**The task**: When you reach the records below, repeat each one exactly as written.

[Saved entries]

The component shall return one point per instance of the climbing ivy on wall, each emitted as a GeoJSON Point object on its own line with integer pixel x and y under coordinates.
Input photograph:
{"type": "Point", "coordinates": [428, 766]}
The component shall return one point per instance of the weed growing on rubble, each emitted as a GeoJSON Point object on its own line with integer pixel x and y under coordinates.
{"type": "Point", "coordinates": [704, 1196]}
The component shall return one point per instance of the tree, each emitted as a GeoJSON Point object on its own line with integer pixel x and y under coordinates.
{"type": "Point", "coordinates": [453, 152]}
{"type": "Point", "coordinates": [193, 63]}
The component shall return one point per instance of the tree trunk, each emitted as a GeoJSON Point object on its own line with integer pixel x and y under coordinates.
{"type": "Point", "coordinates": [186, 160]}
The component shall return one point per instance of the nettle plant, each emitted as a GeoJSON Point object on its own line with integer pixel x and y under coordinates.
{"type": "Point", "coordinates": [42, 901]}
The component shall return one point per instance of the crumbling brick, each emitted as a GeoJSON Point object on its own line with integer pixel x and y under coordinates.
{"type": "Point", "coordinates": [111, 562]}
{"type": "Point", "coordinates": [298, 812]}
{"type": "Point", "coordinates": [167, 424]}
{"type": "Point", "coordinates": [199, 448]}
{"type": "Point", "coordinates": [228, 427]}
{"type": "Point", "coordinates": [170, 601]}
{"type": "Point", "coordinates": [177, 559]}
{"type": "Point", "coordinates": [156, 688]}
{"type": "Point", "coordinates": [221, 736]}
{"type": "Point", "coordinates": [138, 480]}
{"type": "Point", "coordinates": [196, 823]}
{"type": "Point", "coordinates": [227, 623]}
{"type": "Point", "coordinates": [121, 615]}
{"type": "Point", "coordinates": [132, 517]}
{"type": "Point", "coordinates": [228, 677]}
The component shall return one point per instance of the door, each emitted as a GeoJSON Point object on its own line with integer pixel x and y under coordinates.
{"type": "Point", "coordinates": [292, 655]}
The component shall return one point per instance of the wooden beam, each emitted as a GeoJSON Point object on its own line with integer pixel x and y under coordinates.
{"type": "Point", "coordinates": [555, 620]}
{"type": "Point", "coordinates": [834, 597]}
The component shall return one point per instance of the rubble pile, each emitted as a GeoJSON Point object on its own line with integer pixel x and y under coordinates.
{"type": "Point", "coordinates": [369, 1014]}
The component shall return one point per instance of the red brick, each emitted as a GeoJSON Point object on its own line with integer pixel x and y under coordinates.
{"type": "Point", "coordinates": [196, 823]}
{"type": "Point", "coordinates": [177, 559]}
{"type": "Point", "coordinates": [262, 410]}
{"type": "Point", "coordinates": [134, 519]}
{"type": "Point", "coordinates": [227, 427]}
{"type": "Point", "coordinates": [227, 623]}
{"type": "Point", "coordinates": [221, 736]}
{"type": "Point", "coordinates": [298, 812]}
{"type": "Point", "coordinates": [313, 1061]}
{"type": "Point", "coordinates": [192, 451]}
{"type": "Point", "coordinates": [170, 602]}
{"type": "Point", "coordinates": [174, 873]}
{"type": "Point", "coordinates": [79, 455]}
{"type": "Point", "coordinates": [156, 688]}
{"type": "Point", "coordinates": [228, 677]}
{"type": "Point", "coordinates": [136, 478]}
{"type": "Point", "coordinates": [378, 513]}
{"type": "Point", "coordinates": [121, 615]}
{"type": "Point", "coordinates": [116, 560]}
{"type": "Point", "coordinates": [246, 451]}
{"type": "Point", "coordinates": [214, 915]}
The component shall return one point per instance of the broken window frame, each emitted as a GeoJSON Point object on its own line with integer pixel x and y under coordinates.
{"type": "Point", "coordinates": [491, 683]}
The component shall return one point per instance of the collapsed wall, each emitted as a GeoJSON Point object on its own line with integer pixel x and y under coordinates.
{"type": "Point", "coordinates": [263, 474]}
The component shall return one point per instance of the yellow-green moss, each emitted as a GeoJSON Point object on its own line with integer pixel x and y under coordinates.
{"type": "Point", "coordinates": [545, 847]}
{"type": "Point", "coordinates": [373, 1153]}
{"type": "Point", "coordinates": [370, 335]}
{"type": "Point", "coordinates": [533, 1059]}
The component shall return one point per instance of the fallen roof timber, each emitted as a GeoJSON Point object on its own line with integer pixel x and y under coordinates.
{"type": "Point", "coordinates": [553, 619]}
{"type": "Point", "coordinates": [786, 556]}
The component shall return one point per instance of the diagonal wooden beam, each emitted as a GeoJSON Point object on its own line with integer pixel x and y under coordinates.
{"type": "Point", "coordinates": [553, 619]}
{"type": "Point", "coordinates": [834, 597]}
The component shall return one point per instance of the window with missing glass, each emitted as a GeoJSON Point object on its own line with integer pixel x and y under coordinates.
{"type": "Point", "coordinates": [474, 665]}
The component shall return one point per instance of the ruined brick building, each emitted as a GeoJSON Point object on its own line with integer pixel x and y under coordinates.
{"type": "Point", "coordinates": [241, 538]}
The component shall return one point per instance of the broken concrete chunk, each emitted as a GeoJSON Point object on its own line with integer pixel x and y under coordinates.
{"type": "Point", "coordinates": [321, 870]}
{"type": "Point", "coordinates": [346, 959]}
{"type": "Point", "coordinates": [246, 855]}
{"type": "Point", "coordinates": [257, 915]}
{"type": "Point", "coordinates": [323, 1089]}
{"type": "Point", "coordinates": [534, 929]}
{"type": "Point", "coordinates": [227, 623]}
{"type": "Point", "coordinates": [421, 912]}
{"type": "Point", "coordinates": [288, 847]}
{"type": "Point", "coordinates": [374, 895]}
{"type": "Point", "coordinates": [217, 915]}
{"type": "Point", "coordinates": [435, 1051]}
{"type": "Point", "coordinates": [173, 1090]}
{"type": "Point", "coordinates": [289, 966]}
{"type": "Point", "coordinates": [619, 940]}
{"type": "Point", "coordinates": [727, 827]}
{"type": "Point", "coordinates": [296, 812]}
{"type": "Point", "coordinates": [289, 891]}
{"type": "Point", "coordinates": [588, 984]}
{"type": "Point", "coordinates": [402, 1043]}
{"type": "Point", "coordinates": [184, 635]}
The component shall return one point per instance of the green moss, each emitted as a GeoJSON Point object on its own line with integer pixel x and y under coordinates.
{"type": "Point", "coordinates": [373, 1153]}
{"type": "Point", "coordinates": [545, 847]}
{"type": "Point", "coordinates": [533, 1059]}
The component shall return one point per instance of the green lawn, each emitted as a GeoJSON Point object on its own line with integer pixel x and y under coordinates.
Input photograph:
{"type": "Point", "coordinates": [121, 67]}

**Result for this exercise**:
The component shall return one point per instance of the climbing ivy on wall, each emitted as a GeoJSON Point object on its own line with integer pixel x and y under coordinates.
Input photograph:
{"type": "Point", "coordinates": [428, 766]}
The component shall return one point per instance of the weed growing on rubble, each emitted as a GeoJSON Point object on its own line with integer pixel x and y under coordinates.
{"type": "Point", "coordinates": [704, 1196]}
The component shall return one point per instance of the tree, each emitted as a GeoJSON Point object on its own line with integer pixel x and y under coordinates.
{"type": "Point", "coordinates": [453, 152]}
{"type": "Point", "coordinates": [193, 63]}
The component shall return one point per instance of the tree trunk, each emitted as a GeoJSON Point object on its own line with integer pixel x and y under coordinates.
{"type": "Point", "coordinates": [186, 160]}
The component shall return one point per instance of the nettle plant, each emitted as a GeoJSON Point object on its own line with integer pixel x and y under coordinates.
{"type": "Point", "coordinates": [42, 901]}
The component shall return one point per instance of the crumbling brick, each emitted as a GeoJSON Point object on its own line with integer pixel x and y under coordinates.
{"type": "Point", "coordinates": [111, 562]}
{"type": "Point", "coordinates": [298, 812]}
{"type": "Point", "coordinates": [167, 424]}
{"type": "Point", "coordinates": [199, 448]}
{"type": "Point", "coordinates": [228, 427]}
{"type": "Point", "coordinates": [170, 601]}
{"type": "Point", "coordinates": [177, 559]}
{"type": "Point", "coordinates": [156, 688]}
{"type": "Point", "coordinates": [221, 736]}
{"type": "Point", "coordinates": [138, 480]}
{"type": "Point", "coordinates": [196, 823]}
{"type": "Point", "coordinates": [227, 623]}
{"type": "Point", "coordinates": [121, 615]}
{"type": "Point", "coordinates": [132, 517]}
{"type": "Point", "coordinates": [228, 677]}
The component shall return one point per instance of the door, each emitted as a GeoJSON Point object on its own line with integer pixel x and y under coordinates.
{"type": "Point", "coordinates": [292, 655]}
The component shall return one point per instance of the wooden beam, each emitted as a GeoJSON Point object on its own line with integer pixel x and y under coordinates.
{"type": "Point", "coordinates": [555, 620]}
{"type": "Point", "coordinates": [834, 597]}
The component shall return one point per instance of the rubble pile, each emitted as a GeoJSON Point object on its own line with integer pixel x and y under coordinates.
{"type": "Point", "coordinates": [369, 1014]}
The component shall return one point per instance of the red brick, each emitted as a GeoJSON Point object on its own line with integer pixel x and y under coordinates.
{"type": "Point", "coordinates": [196, 823]}
{"type": "Point", "coordinates": [177, 559]}
{"type": "Point", "coordinates": [262, 410]}
{"type": "Point", "coordinates": [134, 519]}
{"type": "Point", "coordinates": [227, 427]}
{"type": "Point", "coordinates": [227, 623]}
{"type": "Point", "coordinates": [221, 736]}
{"type": "Point", "coordinates": [298, 812]}
{"type": "Point", "coordinates": [313, 1061]}
{"type": "Point", "coordinates": [192, 451]}
{"type": "Point", "coordinates": [170, 602]}
{"type": "Point", "coordinates": [174, 873]}
{"type": "Point", "coordinates": [79, 455]}
{"type": "Point", "coordinates": [156, 688]}
{"type": "Point", "coordinates": [228, 677]}
{"type": "Point", "coordinates": [136, 478]}
{"type": "Point", "coordinates": [378, 513]}
{"type": "Point", "coordinates": [121, 615]}
{"type": "Point", "coordinates": [116, 560]}
{"type": "Point", "coordinates": [246, 451]}
{"type": "Point", "coordinates": [214, 915]}
The component shall return one point per instance of the broken window frame, each emitted as a GeoJSON Point object on its own line with integer pixel x and y under coordinates.
{"type": "Point", "coordinates": [491, 683]}
The component shall return one point per instance of the collapsed wall, each emitted as a GeoJSON Point object on its own line with integer pixel x and y under coordinates.
{"type": "Point", "coordinates": [263, 474]}
The component shall return one point per instance of the yellow-green moss, each emitted as a GeoJSON Point object on its own line with integer pixel x and y under coordinates.
{"type": "Point", "coordinates": [545, 847]}
{"type": "Point", "coordinates": [373, 1153]}
{"type": "Point", "coordinates": [370, 335]}
{"type": "Point", "coordinates": [533, 1059]}
The component shall return one point per instance of the fallen roof timber, each emitted as a GeoJSON Point object on its own line with integer pixel x and y under coordinates.
{"type": "Point", "coordinates": [553, 619]}
{"type": "Point", "coordinates": [786, 556]}
The component shall return one point per instance of the diagonal wooden beam, each emitted as a GeoJSON Point object on its own line with integer pixel x and y under coordinates.
{"type": "Point", "coordinates": [553, 619]}
{"type": "Point", "coordinates": [834, 597]}
The component shall return one point per instance of the window with missing glass, each emitted as a GeoJSON Point object on its own line with integer pixel x and y under coordinates.
{"type": "Point", "coordinates": [474, 665]}
The component shall return one point per instance of the ruined brick building, each emitted as a GeoJSON Point object on its own line with integer pixel x and y under coordinates.
{"type": "Point", "coordinates": [241, 538]}
The component shall return one point per instance of the broken concrete chunk, each emitted as a GeoJSON Point object on its own line with integer pixel x and y under coordinates.
{"type": "Point", "coordinates": [321, 870]}
{"type": "Point", "coordinates": [346, 959]}
{"type": "Point", "coordinates": [246, 855]}
{"type": "Point", "coordinates": [257, 915]}
{"type": "Point", "coordinates": [323, 1089]}
{"type": "Point", "coordinates": [534, 929]}
{"type": "Point", "coordinates": [227, 623]}
{"type": "Point", "coordinates": [421, 912]}
{"type": "Point", "coordinates": [288, 847]}
{"type": "Point", "coordinates": [374, 895]}
{"type": "Point", "coordinates": [217, 915]}
{"type": "Point", "coordinates": [435, 1051]}
{"type": "Point", "coordinates": [173, 1090]}
{"type": "Point", "coordinates": [289, 966]}
{"type": "Point", "coordinates": [619, 940]}
{"type": "Point", "coordinates": [727, 827]}
{"type": "Point", "coordinates": [296, 812]}
{"type": "Point", "coordinates": [289, 891]}
{"type": "Point", "coordinates": [588, 984]}
{"type": "Point", "coordinates": [402, 1043]}
{"type": "Point", "coordinates": [184, 635]}
The component shall return one point per instance of the green moss, each emitted as a GeoJSON Point object on its own line with integer pixel x and y under coordinates.
{"type": "Point", "coordinates": [373, 1153]}
{"type": "Point", "coordinates": [545, 847]}
{"type": "Point", "coordinates": [533, 1059]}
The component shall return one point per instance of the green lawn, each emitted as a GeoJSON Point object on its own line with integer pixel x and y under coordinates.
Input photograph:
{"type": "Point", "coordinates": [121, 67]}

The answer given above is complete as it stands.